WHAT TO DO :: Go through the entries below and print each one exactly.

....

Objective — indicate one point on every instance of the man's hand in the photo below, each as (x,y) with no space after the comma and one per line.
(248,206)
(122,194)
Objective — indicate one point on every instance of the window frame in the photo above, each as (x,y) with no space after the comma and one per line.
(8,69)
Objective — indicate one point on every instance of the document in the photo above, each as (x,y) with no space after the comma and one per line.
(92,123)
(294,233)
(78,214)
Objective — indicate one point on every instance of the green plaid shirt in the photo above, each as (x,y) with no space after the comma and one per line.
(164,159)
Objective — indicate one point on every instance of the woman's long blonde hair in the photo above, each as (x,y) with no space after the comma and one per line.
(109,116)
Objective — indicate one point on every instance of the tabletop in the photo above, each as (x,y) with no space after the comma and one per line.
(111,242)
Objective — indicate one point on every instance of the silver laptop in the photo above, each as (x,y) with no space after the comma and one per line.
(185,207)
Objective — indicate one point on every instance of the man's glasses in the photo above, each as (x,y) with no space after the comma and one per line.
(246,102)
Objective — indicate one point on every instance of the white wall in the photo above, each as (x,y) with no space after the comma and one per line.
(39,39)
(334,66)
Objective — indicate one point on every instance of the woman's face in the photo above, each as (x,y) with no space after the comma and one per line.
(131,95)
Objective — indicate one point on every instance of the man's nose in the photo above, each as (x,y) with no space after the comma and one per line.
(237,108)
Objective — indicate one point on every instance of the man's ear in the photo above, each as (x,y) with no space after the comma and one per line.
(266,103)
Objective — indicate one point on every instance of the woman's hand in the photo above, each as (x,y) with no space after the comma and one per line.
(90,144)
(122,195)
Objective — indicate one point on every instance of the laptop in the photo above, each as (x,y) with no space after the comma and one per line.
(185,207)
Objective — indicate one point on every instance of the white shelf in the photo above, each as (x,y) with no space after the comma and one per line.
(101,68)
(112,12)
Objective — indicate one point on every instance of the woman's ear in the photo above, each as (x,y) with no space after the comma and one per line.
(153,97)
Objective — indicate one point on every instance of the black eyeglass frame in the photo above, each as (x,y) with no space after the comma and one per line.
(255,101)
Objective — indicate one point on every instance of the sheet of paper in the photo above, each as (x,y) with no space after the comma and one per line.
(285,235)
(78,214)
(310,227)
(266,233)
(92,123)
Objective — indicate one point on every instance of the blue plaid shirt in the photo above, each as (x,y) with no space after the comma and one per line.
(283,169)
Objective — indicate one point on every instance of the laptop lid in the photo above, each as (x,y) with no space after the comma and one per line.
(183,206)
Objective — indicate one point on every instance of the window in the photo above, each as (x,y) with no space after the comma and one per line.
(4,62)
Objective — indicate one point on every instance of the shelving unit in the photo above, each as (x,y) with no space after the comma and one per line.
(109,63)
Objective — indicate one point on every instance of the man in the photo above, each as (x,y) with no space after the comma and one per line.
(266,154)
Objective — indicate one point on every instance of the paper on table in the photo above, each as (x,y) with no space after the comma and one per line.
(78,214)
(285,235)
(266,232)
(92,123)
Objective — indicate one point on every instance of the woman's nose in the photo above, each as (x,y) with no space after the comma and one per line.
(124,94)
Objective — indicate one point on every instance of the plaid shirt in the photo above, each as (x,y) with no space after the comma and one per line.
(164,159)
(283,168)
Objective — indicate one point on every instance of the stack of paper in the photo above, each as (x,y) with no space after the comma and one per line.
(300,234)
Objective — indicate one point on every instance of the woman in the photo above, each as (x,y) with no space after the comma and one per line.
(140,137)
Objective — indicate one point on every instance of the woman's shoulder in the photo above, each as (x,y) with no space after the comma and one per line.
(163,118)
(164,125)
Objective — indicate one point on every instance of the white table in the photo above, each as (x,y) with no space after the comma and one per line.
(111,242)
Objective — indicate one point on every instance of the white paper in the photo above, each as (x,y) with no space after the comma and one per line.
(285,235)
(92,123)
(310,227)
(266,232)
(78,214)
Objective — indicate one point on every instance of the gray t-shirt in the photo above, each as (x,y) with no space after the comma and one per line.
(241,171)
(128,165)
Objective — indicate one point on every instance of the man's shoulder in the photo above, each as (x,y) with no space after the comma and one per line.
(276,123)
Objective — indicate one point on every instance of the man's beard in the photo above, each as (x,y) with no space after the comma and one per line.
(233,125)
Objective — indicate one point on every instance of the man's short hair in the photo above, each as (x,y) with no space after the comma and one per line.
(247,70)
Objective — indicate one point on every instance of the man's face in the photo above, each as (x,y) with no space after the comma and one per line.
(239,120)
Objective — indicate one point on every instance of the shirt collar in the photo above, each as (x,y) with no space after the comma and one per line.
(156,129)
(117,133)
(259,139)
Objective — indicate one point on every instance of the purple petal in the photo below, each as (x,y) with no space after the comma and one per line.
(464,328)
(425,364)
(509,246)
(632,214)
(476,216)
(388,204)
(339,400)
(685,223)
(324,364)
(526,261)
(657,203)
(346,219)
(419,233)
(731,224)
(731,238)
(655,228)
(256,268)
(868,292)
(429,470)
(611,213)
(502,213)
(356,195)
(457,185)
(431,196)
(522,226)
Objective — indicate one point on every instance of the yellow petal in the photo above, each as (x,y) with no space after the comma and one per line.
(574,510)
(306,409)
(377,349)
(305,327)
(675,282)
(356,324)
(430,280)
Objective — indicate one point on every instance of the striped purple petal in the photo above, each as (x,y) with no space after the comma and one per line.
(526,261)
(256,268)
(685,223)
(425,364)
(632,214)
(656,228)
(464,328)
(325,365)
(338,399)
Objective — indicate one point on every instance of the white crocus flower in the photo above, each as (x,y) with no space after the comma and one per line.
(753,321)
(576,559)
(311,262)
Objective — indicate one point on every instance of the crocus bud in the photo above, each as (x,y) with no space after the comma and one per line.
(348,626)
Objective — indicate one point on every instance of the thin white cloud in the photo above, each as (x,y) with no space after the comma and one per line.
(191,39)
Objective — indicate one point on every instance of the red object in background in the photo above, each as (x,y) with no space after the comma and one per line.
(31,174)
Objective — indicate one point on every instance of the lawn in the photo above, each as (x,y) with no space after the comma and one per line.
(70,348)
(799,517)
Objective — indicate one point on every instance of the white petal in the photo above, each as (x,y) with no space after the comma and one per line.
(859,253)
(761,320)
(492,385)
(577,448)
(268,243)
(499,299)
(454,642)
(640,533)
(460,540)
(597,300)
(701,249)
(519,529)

....

COMPLETED TASK ::
Objective — indicate one point on every instance of the man's hand in the photo below, each as (x,y) with no space after the comma and one per line.
(248,206)
(122,194)
Objective — indicate one point on every instance of the window frame in the photo above, each as (x,y) with no space after the comma and one per line.
(8,69)
Objective — indicate one point on every instance of the document in the photo above, each as (x,y) with no space after the comma and one per line.
(92,123)
(294,233)
(78,214)
Objective — indicate one point on every instance of the green plaid shirt in the photo above, each as (x,y) with no space after the comma and one per line.
(164,159)
Objective — indicate one point on every instance of the woman's long blonde hair in the photo above, each as (x,y) with no space after the comma and one per line.
(109,116)
Objective — indicate one point on every instance of the tabletop in the photo above, each as (x,y) with no space after the comma and one per line.
(111,242)
Objective — indicate one point on every instance of the silver laptop in the photo above, each as (x,y) with no space after the comma and one per line.
(185,207)
Objective — indicate one point on every instance of the man's glasses in the photo above, each as (x,y) with no space after the comma and one per line.
(246,102)
Objective — indicate one point on every instance of the white wall in the photo above, each as (x,y) with no space after the comma and one per line.
(39,39)
(334,66)
Objective — indicate one point on every instance of the woman's face in the photo above, each as (x,y) with no space after the comma and one per line.
(131,95)
Objective — indicate one point on every instance of the man's nose in the photo above, each as (x,y) with no space after the comma and one per line.
(237,108)
Objective — indicate one point on every instance of the man's ear in the photo above, each as (x,y) with no space after the comma and one per line.
(266,103)
Objective — indicate one point on every instance of the woman's hand in the photo above, each as (x,y) with no space after the comma and one per line.
(90,144)
(122,195)
Objective — indicate one point on every instance of the laptop in the photo above, each as (x,y) with no space after the comma and one per line.
(185,207)
Objective — indicate one point on every instance of the white shelf in the photo above, each as (x,y) with no space after the comma and one per line.
(101,68)
(112,12)
Objective — indicate one point on every instance of the woman's ear in the photo above, each as (x,y) with no space after the comma and one per line.
(153,97)
Objective — indicate one point on every instance of the black eyeglass frame in the photo above, each as (x,y) with no space after the comma and one per line.
(255,101)
Objective — indicate one point on every instance of the sheet of paper in the photo above, each as (x,y) with no space after the comma and one per line.
(285,235)
(78,214)
(310,227)
(266,233)
(92,123)
Objective — indicate one point on every instance of the blue plaid shirt in the photo above, each as (x,y) with no space after the comma and one per line.
(283,169)
Objective — indicate one point on every instance of the laptop lid in the photo above, each as (x,y) with no space after the comma and one per line.
(183,206)
Objective — indicate one point on every instance of the window in the photo above, each as (x,y) with no space after the comma and one per line.
(4,62)
Objective — indicate one point on every instance of the shelving unit in the photo above, each as (x,y) with no space after the comma and one per line.
(109,63)
Objective — indicate one point on every instance of the man in the photo above, each as (x,y) with no space after the comma and one per line.
(266,154)
Objective — indicate one point on every instance of the paper on table in the photo above, each as (x,y) with no space after the comma and one per line.
(78,214)
(285,235)
(266,232)
(92,123)
Objective — indicate one point on every instance of the woman's nose in the photo above, each as (x,y) with no space after the comma and one per line.
(124,94)
Objective — indicate one point on every instance of the plaid shirt in the photo above, each as (x,y) with no space after the comma and one per line.
(164,159)
(283,168)
Objective — indicate one point on every instance of the stack of paper in the photo above, each as (x,y) with no space after the comma and one per line.
(300,234)
Objective — indicate one point on every instance of the woman in the photo above, each as (x,y) with no space after the comma and one per line.
(140,137)
Objective — indicate one point on every instance of the woman's shoulder in the photo above, each as (x,y) with no space after the comma and one per line.
(163,118)
(164,125)
Objective — indicate one point on every instance of the white table in the photo above, each as (x,y) with no space after the comma and one per line.
(111,242)
Objective — indicate one point on every instance of the white paper in the photo above, each as (x,y) with no space after the comma and one per line.
(285,235)
(92,123)
(310,227)
(266,232)
(78,214)
Objective — indicate one point on every instance of the gray t-shirt in the photo above, each as (x,y) with no space after the comma and one per line.
(241,171)
(128,165)
Objective — indicate one point on every instance of the man's shoulder in the photo above, each as (x,y) with no space after the comma and one per line.
(276,123)
Objective — indicate one point on every instance of the man's beard in the photo above, each as (x,y) with no space after the comma and one per line.
(233,125)
Objective — indicate one point on every instance of the man's short hair in the photo above, each as (x,y) with no space after the comma and one per line.
(247,70)
Objective — indicate one point on every instance of the man's face in the photo above, each as (x,y) with no space after the comma and one per line.
(239,120)
Objective — indicate one point on every instance of the shirt collar in the photo above, each as (x,y) with no space after the comma and one per line.
(156,129)
(117,133)
(259,139)
Objective — indicate one point on every instance of the purple petal in the photo below, each as (x,y) with no space after the comma and one per line.
(464,328)
(425,364)
(509,246)
(632,214)
(476,216)
(388,204)
(339,400)
(685,223)
(324,364)
(526,261)
(657,203)
(346,219)
(419,233)
(731,224)
(731,238)
(655,228)
(256,268)
(868,292)
(429,470)
(611,213)
(502,213)
(356,195)
(457,185)
(431,196)
(522,226)
Objective — indicate one point on every instance of the yellow petal in the photo above, each as (x,y) with no space after the comma and one per line.
(574,510)
(306,409)
(377,349)
(305,327)
(675,282)
(356,324)
(430,280)
Objective — indicate one point on every instance of the striped purple petal in the photo above, each as (x,y) with no space after the comma and one per line.
(526,261)
(256,268)
(685,223)
(425,364)
(632,214)
(656,228)
(464,328)
(325,365)
(338,399)
Objective — indicate one point on every instance of the white crocus flower in the photo above, each as (x,y) with no space after the comma and one per line.
(753,321)
(576,559)
(311,262)
Objective — indicate one point on every instance of the crocus bud in the photo above, each as (x,y) with no space after the comma and one per line.
(348,626)
Objective — indicate one point on every instance of the thin white cloud in the photo above, each as (x,y) with no space after the comma and one per line.
(191,39)
Objective — indicate one point on every instance of the red object in background in the photo above, each as (x,y) with no space after the comma and one per line.
(31,174)
Objective — indicate one point on every instance of the lawn in the photo above, each as (x,y) with no space after the comma and one per line.
(70,348)
(799,517)
Objective — indicate one point on every instance of the white petal in the photo above, each as (x,y) with no space after the comma and one per line.
(859,253)
(761,320)
(492,385)
(577,448)
(268,243)
(499,299)
(454,642)
(640,533)
(460,540)
(597,300)
(701,249)
(519,529)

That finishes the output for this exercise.